:: Exercise aim ::
In the forum thread on parsing HTML in Java, reproduce verbatim the passage that begins with the words "There are some" and ends with "Really good hints.".

:: Page text ::
Did someone already said that regex is absolutely the wrong tool to parse HTML? ;)

See also:

BalusC
Thanks @BalusC You where straight to the point. I didn't say that before becouse i didn't want to mess the thinks up. And becouse was interest in the "general" answer. But that really helps me out. I've been benchmarking differents parsers. The Swing HTMLEditorKit seems to be the best one. Have you any expirience with that? Do you think JSoup is better? Thanks for your answer!!
santiagobasulto
I find that Jsoup has a much more slick API. I like it. Selecting HTML elements in Java using jQuery-like selectors. Performance difference is IMO negligible.
BalusC
@BalusC Thanks very much. Your right about the API. It's really neat (i was using HTMLParser too, and is not that simple). Just one last question. Is there any difference (in performance) between JSoup.connect() and JSoup.parse()? In the parse() docs says that should be used connect().
santiagobasulto
Ah right, that was new in the 1.3 API. Yes, use it instead. I'll update the answer accordingly.
BalusC
Great. I've read your blog. Are you in Venezuela? I'm in Argentina. Saludos Amigo! MUchas gracias!
santiagobasulto
No, in [Curaçao](http://en.wikipedia.org/wiki/Curacao), an island in the Caribbean near Venezuela. Saludos!
BalusC
@BalusC i'll keep using the HTMLEditorKit. It's way faster (i've benchmarked several parsers). JSoup takes 5000 milis to get all thos links whereas HTMLEditorKit takes 1000. Thanks for your help!!
santiagobasulto
+1  A: 

There are some technical considerations. You may wish to use HTTPURLConnection instead of URLConnection.

HTTPURLConnection supports chunked transfer encoding, which allows you to process the data in chunks, rather than buffering all of the content before you start doing work. This can lead to an improved user experience.

Also, HTTPURLConnection supports persistent connections. Why close that connection if you're going to request another resource right away? Keeping the TCP connection open with the web server allows your application to quickly download multiple resources without spending the overhead (latency) of establishing a new TCP connection for each resource.

Tell the server that you support gzip and wrap a BufferedReader around GZIPInputStream if the response header says the content is compressed.

Marcus Adams
Great! I'll take into account. Really good hints.
santiagobasulto

Referring expression data:
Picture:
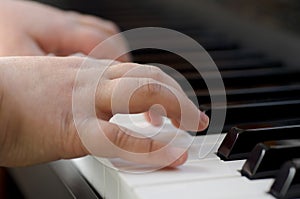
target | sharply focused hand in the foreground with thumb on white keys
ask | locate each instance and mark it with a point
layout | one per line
(37, 119)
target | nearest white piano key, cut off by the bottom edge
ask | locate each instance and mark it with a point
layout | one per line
(225, 188)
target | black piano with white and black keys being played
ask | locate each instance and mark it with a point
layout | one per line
(256, 153)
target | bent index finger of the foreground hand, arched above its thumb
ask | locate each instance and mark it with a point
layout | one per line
(137, 95)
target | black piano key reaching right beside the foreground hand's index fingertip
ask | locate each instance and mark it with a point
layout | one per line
(256, 112)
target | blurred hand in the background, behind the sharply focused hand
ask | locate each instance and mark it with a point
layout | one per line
(30, 28)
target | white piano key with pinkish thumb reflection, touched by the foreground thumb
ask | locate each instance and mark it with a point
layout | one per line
(195, 170)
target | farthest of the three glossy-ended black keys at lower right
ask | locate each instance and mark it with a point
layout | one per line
(238, 142)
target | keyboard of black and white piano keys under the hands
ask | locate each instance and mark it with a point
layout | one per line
(263, 103)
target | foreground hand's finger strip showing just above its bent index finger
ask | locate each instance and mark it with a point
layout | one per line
(143, 71)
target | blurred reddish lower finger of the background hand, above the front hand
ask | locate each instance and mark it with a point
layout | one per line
(76, 38)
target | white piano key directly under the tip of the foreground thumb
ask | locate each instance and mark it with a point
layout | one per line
(194, 170)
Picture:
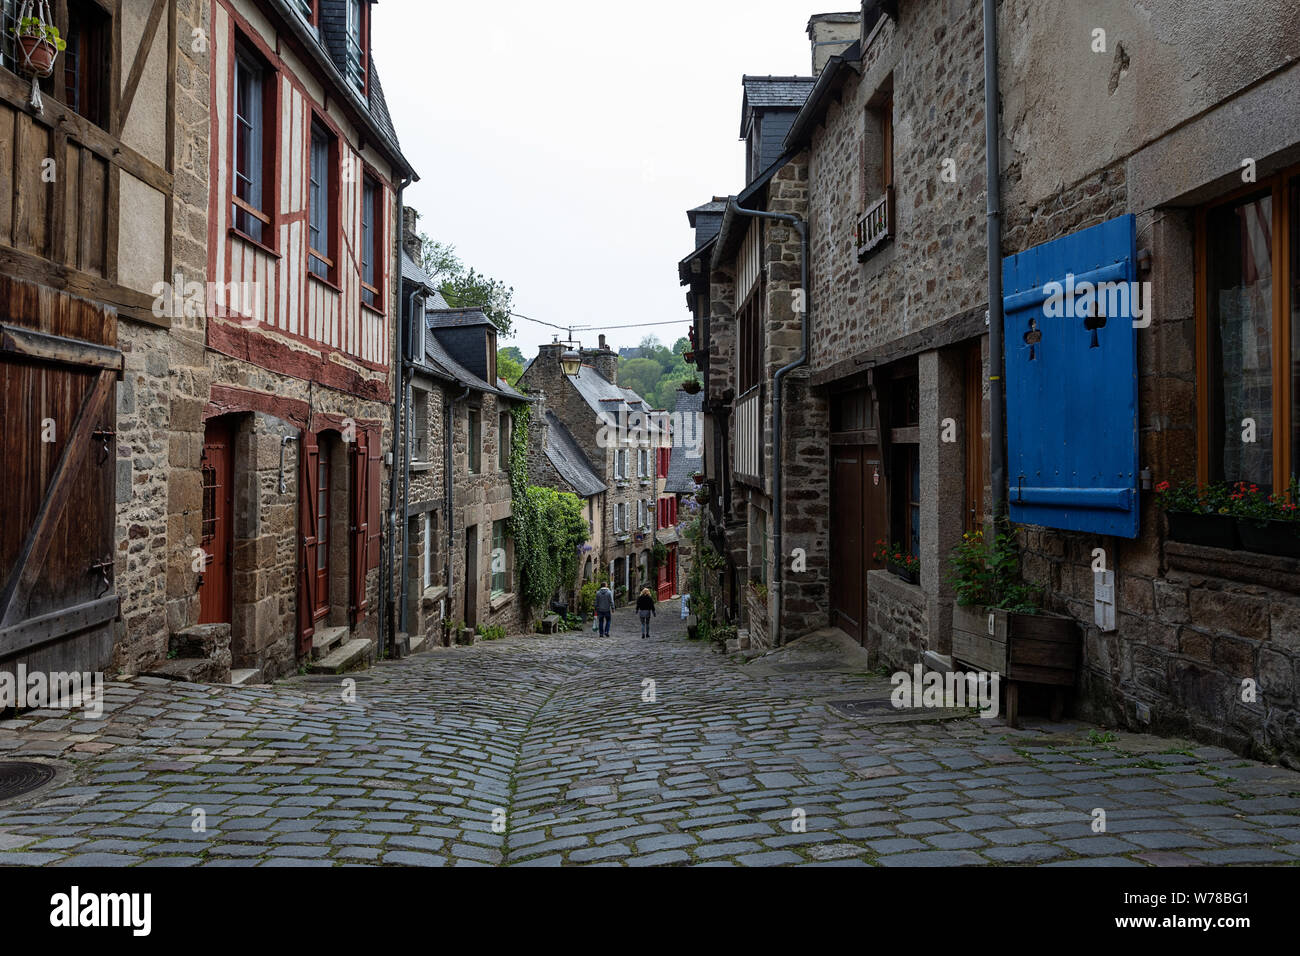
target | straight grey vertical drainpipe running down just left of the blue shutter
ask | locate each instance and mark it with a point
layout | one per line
(993, 175)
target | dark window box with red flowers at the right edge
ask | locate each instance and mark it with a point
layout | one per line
(1237, 517)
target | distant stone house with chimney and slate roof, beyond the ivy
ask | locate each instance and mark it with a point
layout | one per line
(616, 431)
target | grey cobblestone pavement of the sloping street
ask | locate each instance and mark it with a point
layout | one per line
(562, 741)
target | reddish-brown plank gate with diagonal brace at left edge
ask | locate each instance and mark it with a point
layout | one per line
(59, 371)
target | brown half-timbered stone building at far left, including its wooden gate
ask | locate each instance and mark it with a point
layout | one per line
(106, 202)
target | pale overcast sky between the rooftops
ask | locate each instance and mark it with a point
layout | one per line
(560, 145)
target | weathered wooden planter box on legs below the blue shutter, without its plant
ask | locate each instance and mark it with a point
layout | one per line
(1022, 648)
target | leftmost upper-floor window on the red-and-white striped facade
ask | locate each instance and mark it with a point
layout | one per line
(253, 198)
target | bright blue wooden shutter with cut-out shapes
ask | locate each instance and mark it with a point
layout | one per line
(1072, 382)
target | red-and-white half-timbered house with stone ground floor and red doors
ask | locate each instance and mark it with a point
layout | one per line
(254, 427)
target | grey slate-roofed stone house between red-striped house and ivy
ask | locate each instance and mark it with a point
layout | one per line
(457, 499)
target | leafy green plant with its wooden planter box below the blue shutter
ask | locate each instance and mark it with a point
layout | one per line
(998, 624)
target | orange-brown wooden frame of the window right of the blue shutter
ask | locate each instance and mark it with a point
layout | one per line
(1281, 188)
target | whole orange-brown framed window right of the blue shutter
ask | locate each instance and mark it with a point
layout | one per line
(1249, 335)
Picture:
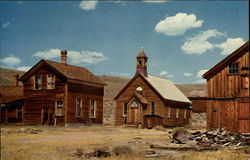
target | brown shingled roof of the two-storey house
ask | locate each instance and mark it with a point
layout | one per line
(69, 71)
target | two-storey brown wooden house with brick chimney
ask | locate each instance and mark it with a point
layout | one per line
(59, 93)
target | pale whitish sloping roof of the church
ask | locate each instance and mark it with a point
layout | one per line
(167, 89)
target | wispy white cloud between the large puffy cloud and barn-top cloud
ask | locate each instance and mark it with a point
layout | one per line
(199, 43)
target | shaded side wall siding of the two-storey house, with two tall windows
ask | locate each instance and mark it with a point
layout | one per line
(86, 93)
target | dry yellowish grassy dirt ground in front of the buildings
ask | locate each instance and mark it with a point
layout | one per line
(63, 143)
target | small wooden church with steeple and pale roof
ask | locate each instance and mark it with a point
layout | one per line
(148, 100)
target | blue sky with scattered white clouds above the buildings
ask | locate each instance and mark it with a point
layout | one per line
(183, 39)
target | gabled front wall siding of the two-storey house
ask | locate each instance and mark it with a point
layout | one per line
(35, 100)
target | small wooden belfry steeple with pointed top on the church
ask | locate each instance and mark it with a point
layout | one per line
(141, 63)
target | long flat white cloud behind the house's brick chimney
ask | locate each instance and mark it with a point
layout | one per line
(77, 57)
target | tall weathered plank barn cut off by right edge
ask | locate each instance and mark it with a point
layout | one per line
(228, 104)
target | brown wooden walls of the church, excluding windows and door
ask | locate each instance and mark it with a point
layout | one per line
(161, 107)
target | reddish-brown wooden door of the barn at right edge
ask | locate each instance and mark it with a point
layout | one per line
(244, 116)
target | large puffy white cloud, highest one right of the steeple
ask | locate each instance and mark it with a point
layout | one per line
(178, 24)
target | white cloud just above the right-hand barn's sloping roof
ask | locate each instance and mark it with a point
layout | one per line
(230, 45)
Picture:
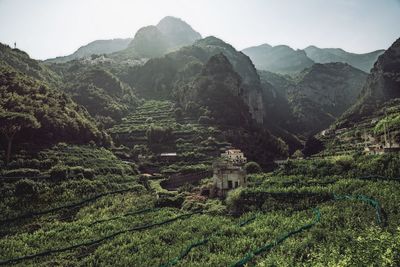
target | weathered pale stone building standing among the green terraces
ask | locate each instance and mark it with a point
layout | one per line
(229, 172)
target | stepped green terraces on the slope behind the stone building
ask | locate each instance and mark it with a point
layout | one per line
(195, 144)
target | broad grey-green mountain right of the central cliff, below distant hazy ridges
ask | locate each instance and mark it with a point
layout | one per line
(313, 99)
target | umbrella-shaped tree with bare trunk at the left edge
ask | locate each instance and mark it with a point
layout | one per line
(13, 122)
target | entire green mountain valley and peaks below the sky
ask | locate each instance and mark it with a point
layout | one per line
(174, 149)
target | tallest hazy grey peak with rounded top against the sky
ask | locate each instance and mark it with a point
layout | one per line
(168, 35)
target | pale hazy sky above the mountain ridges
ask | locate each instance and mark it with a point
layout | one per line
(50, 28)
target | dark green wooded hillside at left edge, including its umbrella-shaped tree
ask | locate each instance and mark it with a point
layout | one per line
(45, 115)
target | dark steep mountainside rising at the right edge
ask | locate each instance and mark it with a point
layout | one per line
(381, 86)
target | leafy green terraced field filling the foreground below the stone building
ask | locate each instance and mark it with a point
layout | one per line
(279, 219)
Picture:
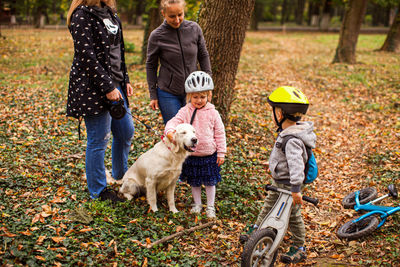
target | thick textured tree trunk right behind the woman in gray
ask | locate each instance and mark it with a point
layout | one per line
(224, 24)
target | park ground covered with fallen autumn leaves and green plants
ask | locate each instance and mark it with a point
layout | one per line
(356, 113)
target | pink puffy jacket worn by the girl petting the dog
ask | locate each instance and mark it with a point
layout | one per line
(210, 130)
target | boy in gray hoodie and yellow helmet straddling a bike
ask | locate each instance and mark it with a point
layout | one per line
(287, 169)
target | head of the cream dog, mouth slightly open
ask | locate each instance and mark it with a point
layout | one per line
(185, 137)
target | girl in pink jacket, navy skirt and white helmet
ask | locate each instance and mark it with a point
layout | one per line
(203, 166)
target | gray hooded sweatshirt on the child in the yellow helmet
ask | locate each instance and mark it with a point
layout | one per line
(288, 168)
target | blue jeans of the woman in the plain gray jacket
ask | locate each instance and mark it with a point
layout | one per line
(169, 104)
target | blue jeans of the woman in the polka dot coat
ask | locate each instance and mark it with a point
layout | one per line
(98, 133)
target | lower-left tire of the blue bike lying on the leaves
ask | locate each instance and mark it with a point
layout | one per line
(352, 230)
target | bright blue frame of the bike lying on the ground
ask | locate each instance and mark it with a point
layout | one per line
(382, 211)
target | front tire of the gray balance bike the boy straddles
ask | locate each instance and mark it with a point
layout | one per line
(256, 243)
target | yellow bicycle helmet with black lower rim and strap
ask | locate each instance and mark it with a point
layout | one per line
(291, 100)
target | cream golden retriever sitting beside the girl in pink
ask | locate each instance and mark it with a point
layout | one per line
(159, 168)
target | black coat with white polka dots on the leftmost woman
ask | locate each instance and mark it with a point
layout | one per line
(90, 76)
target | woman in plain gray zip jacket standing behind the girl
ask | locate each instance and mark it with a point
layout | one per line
(178, 45)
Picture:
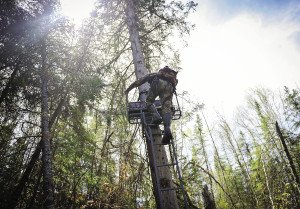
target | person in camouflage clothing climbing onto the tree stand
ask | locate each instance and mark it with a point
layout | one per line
(162, 84)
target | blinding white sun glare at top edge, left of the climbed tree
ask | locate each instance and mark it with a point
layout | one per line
(77, 10)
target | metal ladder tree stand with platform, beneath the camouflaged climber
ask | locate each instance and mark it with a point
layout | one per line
(138, 114)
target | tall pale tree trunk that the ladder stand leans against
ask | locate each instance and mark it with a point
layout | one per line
(169, 199)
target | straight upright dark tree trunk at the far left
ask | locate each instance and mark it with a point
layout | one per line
(46, 146)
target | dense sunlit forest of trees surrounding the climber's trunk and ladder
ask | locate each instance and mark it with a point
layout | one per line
(65, 141)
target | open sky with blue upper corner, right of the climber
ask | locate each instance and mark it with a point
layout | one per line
(238, 45)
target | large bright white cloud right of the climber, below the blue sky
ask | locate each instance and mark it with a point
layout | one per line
(225, 59)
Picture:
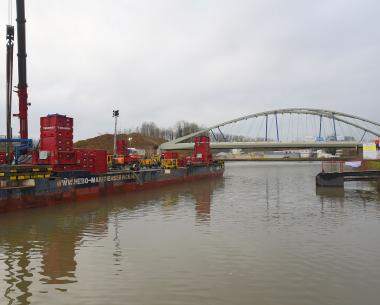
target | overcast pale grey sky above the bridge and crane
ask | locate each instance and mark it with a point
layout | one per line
(196, 60)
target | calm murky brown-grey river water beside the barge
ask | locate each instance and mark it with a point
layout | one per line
(263, 234)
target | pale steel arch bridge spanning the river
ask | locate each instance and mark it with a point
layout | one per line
(290, 128)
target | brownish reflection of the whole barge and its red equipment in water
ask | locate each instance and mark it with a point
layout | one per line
(41, 245)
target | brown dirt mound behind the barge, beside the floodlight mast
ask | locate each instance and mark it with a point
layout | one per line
(137, 140)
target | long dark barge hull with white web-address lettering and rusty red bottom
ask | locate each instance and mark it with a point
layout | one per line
(47, 192)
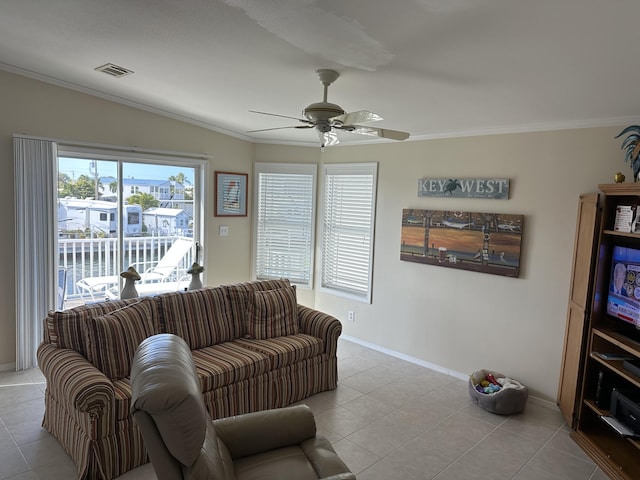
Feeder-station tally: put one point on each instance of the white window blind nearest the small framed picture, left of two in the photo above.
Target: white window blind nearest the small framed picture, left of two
(284, 218)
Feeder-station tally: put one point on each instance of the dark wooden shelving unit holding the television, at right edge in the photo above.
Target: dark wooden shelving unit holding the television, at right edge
(617, 456)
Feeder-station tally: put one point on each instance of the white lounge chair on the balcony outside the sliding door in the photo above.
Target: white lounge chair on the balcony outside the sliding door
(165, 270)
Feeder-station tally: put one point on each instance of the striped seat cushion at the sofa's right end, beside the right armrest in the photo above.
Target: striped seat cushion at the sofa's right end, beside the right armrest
(284, 351)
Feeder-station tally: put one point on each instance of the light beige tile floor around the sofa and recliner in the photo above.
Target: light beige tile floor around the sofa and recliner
(388, 419)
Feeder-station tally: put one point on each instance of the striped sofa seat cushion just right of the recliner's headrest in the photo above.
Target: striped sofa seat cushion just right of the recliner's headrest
(227, 363)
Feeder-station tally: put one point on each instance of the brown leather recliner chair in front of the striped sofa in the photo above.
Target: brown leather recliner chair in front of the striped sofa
(184, 443)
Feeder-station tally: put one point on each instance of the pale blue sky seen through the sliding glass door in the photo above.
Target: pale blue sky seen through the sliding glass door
(74, 167)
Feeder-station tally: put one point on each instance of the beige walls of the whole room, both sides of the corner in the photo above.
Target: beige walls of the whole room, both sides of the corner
(457, 320)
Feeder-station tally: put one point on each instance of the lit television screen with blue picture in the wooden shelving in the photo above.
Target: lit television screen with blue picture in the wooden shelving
(623, 301)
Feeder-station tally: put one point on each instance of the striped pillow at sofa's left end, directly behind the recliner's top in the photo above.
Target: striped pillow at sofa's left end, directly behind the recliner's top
(114, 337)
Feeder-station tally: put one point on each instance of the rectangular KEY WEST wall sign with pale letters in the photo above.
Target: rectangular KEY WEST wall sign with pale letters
(493, 188)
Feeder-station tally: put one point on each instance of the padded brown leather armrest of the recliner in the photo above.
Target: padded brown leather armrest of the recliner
(258, 432)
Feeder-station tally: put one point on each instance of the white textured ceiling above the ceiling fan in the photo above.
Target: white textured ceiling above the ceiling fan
(432, 68)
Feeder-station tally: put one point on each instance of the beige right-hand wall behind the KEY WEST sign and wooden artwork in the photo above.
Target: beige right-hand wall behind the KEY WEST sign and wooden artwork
(462, 320)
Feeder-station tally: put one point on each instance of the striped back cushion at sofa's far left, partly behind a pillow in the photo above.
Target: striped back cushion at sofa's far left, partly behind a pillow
(68, 328)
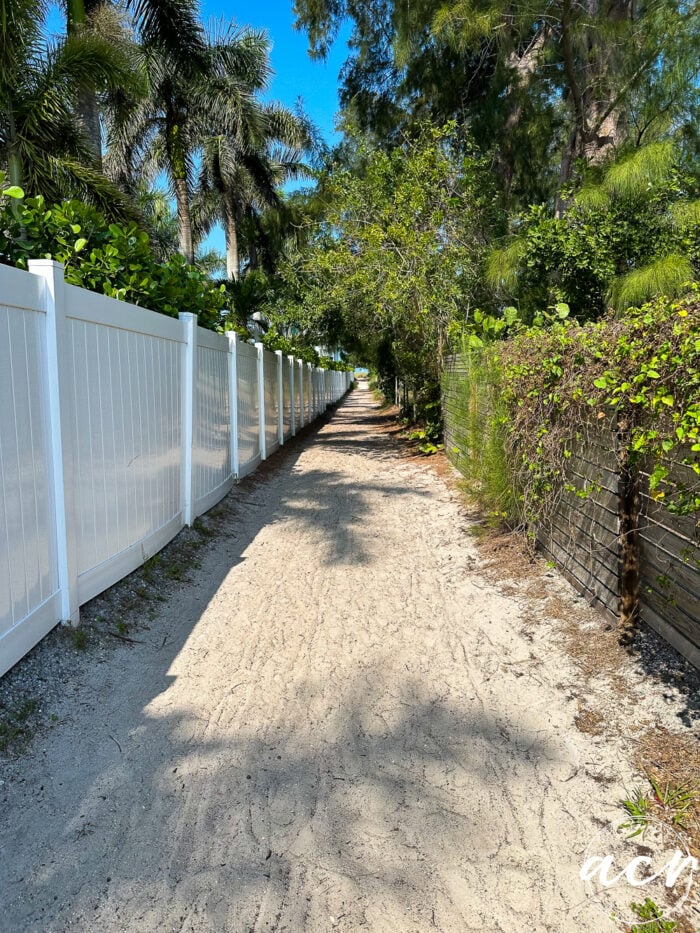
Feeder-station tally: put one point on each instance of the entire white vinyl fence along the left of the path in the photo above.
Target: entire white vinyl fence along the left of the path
(118, 426)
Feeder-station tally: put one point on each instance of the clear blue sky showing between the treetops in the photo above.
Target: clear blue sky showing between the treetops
(295, 74)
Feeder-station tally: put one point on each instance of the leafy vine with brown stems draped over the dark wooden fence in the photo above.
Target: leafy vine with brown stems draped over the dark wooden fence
(550, 386)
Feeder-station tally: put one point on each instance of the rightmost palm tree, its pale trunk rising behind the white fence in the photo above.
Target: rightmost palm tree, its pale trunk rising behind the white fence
(241, 174)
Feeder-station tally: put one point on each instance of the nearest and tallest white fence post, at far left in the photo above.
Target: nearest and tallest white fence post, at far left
(59, 418)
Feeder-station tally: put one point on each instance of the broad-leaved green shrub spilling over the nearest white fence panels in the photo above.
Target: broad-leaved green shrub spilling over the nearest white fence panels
(113, 259)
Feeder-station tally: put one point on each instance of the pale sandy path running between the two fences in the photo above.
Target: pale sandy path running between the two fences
(344, 730)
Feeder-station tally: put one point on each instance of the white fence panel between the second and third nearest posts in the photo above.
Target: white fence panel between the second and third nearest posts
(211, 455)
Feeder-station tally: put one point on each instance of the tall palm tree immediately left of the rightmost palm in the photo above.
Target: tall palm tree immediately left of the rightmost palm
(164, 129)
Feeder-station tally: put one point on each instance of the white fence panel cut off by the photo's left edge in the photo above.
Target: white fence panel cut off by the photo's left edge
(28, 571)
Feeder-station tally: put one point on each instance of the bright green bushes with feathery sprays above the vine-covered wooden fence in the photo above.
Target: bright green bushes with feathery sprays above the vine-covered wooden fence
(631, 237)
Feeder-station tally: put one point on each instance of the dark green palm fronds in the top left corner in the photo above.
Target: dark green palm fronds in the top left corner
(42, 143)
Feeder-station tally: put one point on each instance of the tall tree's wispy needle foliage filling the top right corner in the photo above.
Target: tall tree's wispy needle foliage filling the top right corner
(545, 88)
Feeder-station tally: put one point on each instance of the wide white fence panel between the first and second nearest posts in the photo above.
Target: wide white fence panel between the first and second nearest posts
(125, 389)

:: Answer box ::
There are some technical considerations. You may wish to use HTTPURLConnection instead of URLConnection.

HTTPURLConnection supports chunked transfer encoding, which allows you to process the data in chunks, rather than buffering all of the content before you start doing work. This can lead to an improved user experience.

Also, HTTPURLConnection supports persistent connections. Why close that connection if you're going to request another resource right away? Keeping the TCP connection open with the web server allows your application to quickly download multiple resources without spending the overhead (latency) of establishing a new TCP connection for each resource.

Tell the server that you support gzip and wrap a BufferedReader around GZIPInputStream if the response header says the content is compressed.

Marcus Adams
Great! I'll take into account. Really good hints.